-- Opening Marker --

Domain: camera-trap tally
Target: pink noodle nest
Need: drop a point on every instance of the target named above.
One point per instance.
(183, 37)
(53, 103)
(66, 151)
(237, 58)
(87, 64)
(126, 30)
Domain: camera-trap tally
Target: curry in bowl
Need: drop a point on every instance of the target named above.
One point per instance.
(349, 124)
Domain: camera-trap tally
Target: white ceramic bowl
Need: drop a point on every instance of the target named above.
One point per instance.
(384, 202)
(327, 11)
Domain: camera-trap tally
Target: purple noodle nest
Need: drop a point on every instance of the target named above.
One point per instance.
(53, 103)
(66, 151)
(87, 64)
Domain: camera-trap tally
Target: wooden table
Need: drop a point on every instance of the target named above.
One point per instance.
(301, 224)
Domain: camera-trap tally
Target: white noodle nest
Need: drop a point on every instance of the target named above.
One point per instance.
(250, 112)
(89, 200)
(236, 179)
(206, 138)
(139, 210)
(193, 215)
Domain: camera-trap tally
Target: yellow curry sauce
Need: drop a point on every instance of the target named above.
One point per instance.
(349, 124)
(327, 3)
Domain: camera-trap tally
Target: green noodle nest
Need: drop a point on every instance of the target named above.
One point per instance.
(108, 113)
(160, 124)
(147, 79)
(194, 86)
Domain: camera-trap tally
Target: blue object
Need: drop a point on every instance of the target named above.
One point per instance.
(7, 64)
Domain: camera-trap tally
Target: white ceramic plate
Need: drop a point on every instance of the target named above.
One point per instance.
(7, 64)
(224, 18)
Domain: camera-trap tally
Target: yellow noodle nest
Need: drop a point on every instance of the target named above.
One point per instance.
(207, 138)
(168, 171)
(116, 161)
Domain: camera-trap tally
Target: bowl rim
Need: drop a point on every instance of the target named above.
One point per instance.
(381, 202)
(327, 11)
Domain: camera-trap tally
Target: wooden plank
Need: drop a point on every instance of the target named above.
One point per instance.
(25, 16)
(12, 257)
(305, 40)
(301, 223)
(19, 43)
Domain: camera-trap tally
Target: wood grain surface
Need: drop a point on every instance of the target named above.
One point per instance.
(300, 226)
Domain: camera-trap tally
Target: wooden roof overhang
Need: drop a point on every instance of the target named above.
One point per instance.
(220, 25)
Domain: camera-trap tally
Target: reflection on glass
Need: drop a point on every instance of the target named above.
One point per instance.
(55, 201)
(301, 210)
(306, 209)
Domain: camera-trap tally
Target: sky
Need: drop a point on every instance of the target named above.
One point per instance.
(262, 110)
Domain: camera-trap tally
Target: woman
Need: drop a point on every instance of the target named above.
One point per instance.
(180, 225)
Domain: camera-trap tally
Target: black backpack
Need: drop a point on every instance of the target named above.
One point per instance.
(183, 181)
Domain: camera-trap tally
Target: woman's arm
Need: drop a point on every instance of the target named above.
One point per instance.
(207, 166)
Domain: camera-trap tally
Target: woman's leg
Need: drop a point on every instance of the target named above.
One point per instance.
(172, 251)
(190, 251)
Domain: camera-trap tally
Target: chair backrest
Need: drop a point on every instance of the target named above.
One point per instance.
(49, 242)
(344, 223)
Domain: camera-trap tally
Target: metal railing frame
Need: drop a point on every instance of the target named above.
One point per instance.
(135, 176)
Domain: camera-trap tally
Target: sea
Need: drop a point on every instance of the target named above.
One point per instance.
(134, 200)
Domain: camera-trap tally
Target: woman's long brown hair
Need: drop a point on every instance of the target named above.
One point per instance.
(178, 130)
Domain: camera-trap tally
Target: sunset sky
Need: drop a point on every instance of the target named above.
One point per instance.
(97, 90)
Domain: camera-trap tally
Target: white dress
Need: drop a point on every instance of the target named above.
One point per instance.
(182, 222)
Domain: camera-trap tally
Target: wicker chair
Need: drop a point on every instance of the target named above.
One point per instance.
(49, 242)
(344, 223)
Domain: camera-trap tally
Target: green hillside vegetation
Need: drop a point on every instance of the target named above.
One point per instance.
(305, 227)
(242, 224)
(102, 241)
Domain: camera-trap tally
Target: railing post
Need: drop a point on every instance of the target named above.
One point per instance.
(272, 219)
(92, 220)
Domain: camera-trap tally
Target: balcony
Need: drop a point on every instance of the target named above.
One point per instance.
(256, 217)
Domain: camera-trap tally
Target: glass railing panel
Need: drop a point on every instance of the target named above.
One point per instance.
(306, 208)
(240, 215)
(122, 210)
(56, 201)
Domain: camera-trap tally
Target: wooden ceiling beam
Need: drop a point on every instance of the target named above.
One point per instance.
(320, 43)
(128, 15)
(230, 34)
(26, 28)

-- Closing Marker --

__WHAT YOU SHOULD DO__. All of the entries above should be transcribed exactly, line for line.

__YOUR RESPONSE__.
Domain: camera-trap tally
Target: pink noodle nest
Need: drop a point on every instance of the target named above.
One point per instance.
(183, 37)
(53, 103)
(66, 151)
(237, 58)
(87, 64)
(126, 30)
Domain: camera-trap tally
Target: curry in bowl
Need: drop a point on every instance of the target named above.
One point per instance.
(349, 124)
Domain: camera-trap tally
Target: white ceramic bowl
Need: drop a point on every instance of the target named above.
One point per instance.
(384, 202)
(327, 11)
Domain: camera-trap tally
Target: purple noodle nest
Need: drop a point on every instance of the target named above.
One point per instance.
(53, 103)
(66, 151)
(87, 64)
Domain: camera-trap tally
Target: wooden table
Need: drop a point on every instance of the target named above.
One point per instance.
(301, 224)
Domain: camera-trap tally
Target: white noodle nest
Need: drop a point on every instance of the target named above.
One point per instance.
(250, 112)
(89, 200)
(236, 179)
(206, 138)
(139, 210)
(193, 215)
Domain: camera-trap tally
Target: yellow curry sauce
Need: drop a point on every instance of the target named above.
One point per instance.
(349, 124)
(327, 3)
Domain: camera-trap tally
Target: green noodle nest
Need: drop a point on every instance of the target named above.
One point per instance.
(108, 113)
(160, 124)
(147, 79)
(194, 86)
Domain: camera-trap tally
Target: blue object
Need: drop a point on every instance of the target named above.
One point per instance.
(7, 64)
Domain: camera-trap tally
Target: white ceramic plate
Need: drop a point on every instance of the target named above.
One point per instance.
(7, 64)
(224, 18)
Domain: camera-trap tally
Target: yellow noodle nest
Need: drop a point on every instance of the target named above.
One point per instance.
(207, 138)
(168, 171)
(116, 161)
Domain: camera-trap tally
Target: bowl rim
Need: drop a point on every instance of the target named above.
One point per instance.
(381, 202)
(327, 11)
Domain: camera-trap tally
Target: wooden plank
Need: drop a point on every instance of the target named above.
One point per instance.
(25, 16)
(12, 257)
(305, 40)
(301, 223)
(19, 43)
Domain: camera-trap tally
Target: wood grain surface
Need: drop a point on every instance of the target named above.
One point per instance.
(300, 226)
Domain: camera-trap tally
Target: wooden roof overhang
Need: drop a point on every instance of the target named above.
One point per instance.
(220, 25)
Domain: camera-trap tally
Target: reflection on glass
Need: drop a point on every instance of the target named above.
One point per instance.
(55, 201)
(301, 210)
(306, 209)
Domain: camera-trap tally
Target: sky
Need: drop a point on every instance of the target named above.
One point per instance.
(262, 110)
Domain: camera-trap tally
Target: woman
Need: drop a point on every instance of the target named above.
One point per instance.
(180, 225)
Domain: camera-trap tally
Target: black backpack
Need: drop a point on every instance of the target named above.
One point per instance.
(183, 181)
Domain: camera-trap tally
Target: woman's arm
Need: drop a point on every instance of the target named above.
One point per instance.
(207, 166)
Domain: camera-trap tally
Target: woman's leg
Need: drop a point on every instance of the target named above.
One point per instance.
(172, 251)
(190, 251)
Domain: camera-trap tally
Target: chair backrest
Need: drop a point on every instance of the target named above.
One point per instance.
(49, 242)
(344, 223)
Domain: camera-trap tally
Target: metal railing frame
Need: drop a point on every instance of the target named above.
One point per instance.
(135, 176)
Domain: camera-trap tally
Target: sea
Need: drop a point on every instance of the target named above.
One point per instance.
(134, 200)
Domain: camera-trap tally
Target: woman's long brown hair
Need: drop a point on every instance of the target named above.
One point per instance.
(178, 130)
Domain: camera-trap tally
Target: sunset sky
Need: drop a point on every instance of the target named above.
One point per instance.
(97, 90)
Domain: camera-trap tally
Target: white dress
Need: drop a point on every instance of the target named above.
One point per instance.
(182, 222)
Domain: camera-trap tally
Target: wicker chair
Need: drop a point on every instance of the target named above.
One point per instance.
(49, 242)
(344, 223)
Domain: camera-trap tally
Target: green hillside vegetation
Need: drop a point on every instance of the target named above.
One point per instance.
(305, 227)
(242, 224)
(102, 241)
Domain: camera-trap tally
Target: railing post
Need: drop a point on every instance of the target named above.
One point per instance.
(272, 219)
(92, 220)
Domain: camera-trap tally
Target: balcony
Need: drop a point on every instance of the target named above.
One point per instance.
(256, 217)
Domain: camera-trap tally
Target: glass railing panel
Need: drop a point on every instance of the target named above.
One point per instance.
(306, 208)
(240, 215)
(122, 210)
(56, 201)
Domain: camera-trap tally
Target: wooden ceiling beam
Need: drop a point on every instance of the target named above.
One point per instance.
(320, 43)
(128, 15)
(230, 34)
(26, 28)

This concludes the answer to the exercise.